EXERCISE AIM
Transcribe the part of the listing that opens with the line containing "target: grass yard" and runs through the end of the listing, copying each line exactly.

+++ DATA +++

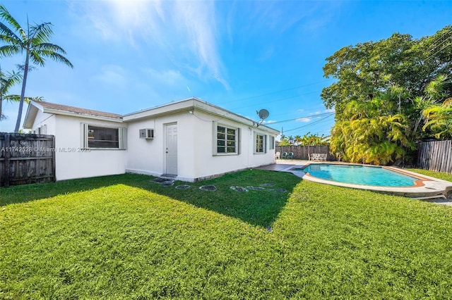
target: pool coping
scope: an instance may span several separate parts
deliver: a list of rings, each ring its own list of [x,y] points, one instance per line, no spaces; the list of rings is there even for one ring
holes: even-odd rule
[[[294,174],[295,175],[308,181],[311,181],[317,183],[322,183],[326,185],[335,185],[338,187],[350,187],[358,189],[364,189],[368,191],[376,192],[383,194],[389,194],[393,195],[403,196],[410,198],[418,199],[429,199],[429,198],[446,198],[448,192],[452,191],[452,182],[443,180],[441,179],[421,175],[415,172],[409,171],[408,170],[402,169],[397,167],[388,167],[384,166],[385,168],[391,170],[395,172],[400,173],[403,174],[408,175],[410,176],[419,178],[419,180],[416,180],[415,185],[411,187],[378,187],[375,185],[356,185],[350,183],[343,183],[336,181],[327,180],[316,177],[311,176],[309,173],[295,170],[294,169],[302,168],[306,165],[311,163],[311,161],[307,161],[307,163],[303,165],[287,165],[287,167],[280,170],[281,172],[287,172]],[[344,163],[334,161],[326,162],[315,162],[313,163],[322,163],[322,164],[347,164],[347,165],[367,165],[374,166],[371,165],[362,165],[359,163]]]

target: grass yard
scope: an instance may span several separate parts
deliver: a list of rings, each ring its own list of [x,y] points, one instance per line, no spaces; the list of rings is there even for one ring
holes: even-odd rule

+++

SOLUTION BELOW
target: grass yard
scope: an instance may span several separate parts
deliver: a list of rings, each ring its own list of [x,y] points, one instance per line, no spaces; the list of rings is there even for one ring
holes: even-odd rule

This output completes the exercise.